— Begin Selected text —
[Xen-devel,PATCH-4.5,v3,10/12] xen/arm: don't protect GICH and lr_queue accesses with gic.lock

Message ID 1393439997-26936-10-git-send-email-stefano.stabellini@eu.citrix.com
State New
Headers show

Commit Message

Stefano Stabellini Feb. 26, 2014, 6:39 p.m.
GICH is banked, protect accesses by disabling interrupts.
Protect lr_queue accesses with the vgic.lock only.
gic.lock only protects accesses to GICD now.

Signed-off-by: Stefano Stabellini <stefano.stabellini@eu.citrix.com>
---
 xen/arch/arm/gic.c  |   22 +++-------------------
 xen/arch/arm/vgic.c |   12 ++++++++++--
 2 files changed, 13 insertions(+), 21 deletions(-)

Comments

Julien Grall Feb. 26, 2014, 8:17 p.m. | #1
Hi Stefano,

On 26/02/14 18:39, Stefano Stabellini wrote:
> GICH is banked, protect accesses by disabling interrupts.
> Protect lr_queue accesses with the vgic.lock only.

When the interrupt is an SPI, the lr_queue is shared between every VCPU. 
Using only vgic.lock seems wrong to me.
Stefano Stabellini March 18, 2014, 2:59 p.m. | #2
On Wed, 26 Feb 2014, Julien Grall wrote:
> Hi Stefano,
> 
> On 26/02/14 18:39, Stefano Stabellini wrote:
> > GICH is banked, protect accesses by disabling interrupts.
> > Protect lr_queue accesses with the vgic.lock only.
> 
> When the interrupt is an SPI, the lr_queue is shared between every VCPU. Using
> only vgic.lock seems wrong to me.
— End Selected text —
— Begin Records provided —
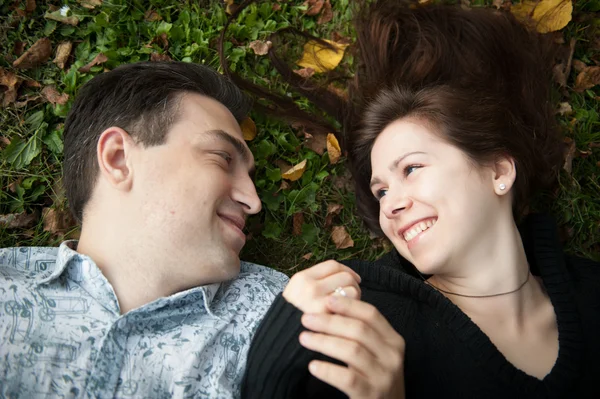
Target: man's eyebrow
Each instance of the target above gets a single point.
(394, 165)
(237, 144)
— End Records provided —
— Begin Records provided —
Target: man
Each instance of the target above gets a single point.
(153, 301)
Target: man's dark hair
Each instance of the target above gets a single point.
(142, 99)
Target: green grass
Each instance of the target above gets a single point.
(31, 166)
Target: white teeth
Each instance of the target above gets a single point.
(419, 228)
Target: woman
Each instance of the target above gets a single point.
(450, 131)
— End Records provided —
◆ What the task asks:
Reproduce the stretch of the patch thread from "Stefano Stabellini Feb." through "insertions(+), 21 deletions(-)", keeping every word and punctuation mark unchanged.

◆ Solution to the problem:
Stefano Stabellini Feb. 26, 2014, 6:39 p.m.
GICH is banked, protect accesses by disabling interrupts.
Protect lr_queue accesses with the vgic.lock only.
gic.lock only protects accesses to GICD now.

Signed-off-by: Stefano Stabellini <stefano.stabellini@eu.citrix.com>
---
 xen/arch/arm/gic.c  |   22 +++-------------------
 xen/arch/arm/vgic.c |   12 ++++++++++--
 2 files changed, 13 insertions(+), 21 deletions(-)